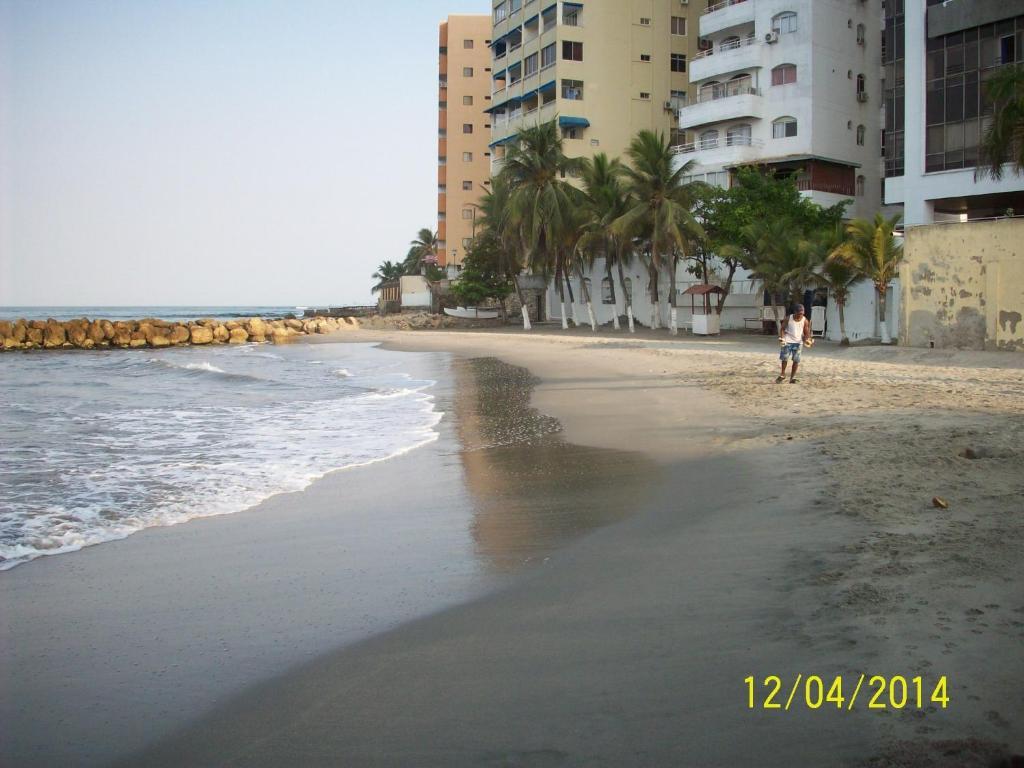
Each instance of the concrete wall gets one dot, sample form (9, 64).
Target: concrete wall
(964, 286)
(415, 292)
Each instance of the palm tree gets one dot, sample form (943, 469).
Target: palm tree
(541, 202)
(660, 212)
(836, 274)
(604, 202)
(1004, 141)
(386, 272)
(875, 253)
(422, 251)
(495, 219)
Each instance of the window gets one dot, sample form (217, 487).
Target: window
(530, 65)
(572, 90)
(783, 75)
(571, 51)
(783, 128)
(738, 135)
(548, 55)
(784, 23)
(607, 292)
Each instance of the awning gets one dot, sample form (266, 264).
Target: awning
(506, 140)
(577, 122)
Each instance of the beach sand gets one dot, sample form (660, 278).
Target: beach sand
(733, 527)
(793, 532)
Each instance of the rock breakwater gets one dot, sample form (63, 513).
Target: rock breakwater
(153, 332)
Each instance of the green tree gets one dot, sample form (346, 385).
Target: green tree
================
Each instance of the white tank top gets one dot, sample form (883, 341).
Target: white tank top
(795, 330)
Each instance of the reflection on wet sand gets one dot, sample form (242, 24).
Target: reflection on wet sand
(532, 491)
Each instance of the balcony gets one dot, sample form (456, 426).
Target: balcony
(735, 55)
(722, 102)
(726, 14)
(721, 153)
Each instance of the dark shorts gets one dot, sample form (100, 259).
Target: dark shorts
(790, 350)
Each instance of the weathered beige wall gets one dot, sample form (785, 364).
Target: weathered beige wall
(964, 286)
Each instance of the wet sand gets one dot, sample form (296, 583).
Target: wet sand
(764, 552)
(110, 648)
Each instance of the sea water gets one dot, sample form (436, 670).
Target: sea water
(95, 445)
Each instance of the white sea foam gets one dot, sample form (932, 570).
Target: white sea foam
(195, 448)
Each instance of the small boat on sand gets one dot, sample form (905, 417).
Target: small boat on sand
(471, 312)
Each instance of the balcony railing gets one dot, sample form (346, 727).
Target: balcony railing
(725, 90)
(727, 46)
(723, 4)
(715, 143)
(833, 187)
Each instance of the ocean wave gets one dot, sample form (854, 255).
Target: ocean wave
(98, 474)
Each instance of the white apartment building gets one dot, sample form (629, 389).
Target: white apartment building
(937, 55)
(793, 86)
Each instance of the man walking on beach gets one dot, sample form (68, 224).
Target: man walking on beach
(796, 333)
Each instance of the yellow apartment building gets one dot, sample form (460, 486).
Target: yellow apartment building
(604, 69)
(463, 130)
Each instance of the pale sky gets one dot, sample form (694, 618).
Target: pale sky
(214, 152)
================
Task instructions »
Can you echo the lines of the listing above, without changes, from the line with "Each instance of the rock" to the line with "Target: green tree", including both of those lines?

Correct result »
Each instance of the rock breakwater gets one dot, sample form (63, 513).
Target: rock breakwater
(153, 332)
Each instance of the green tree gets one dot, sample form (346, 385).
Target: green tree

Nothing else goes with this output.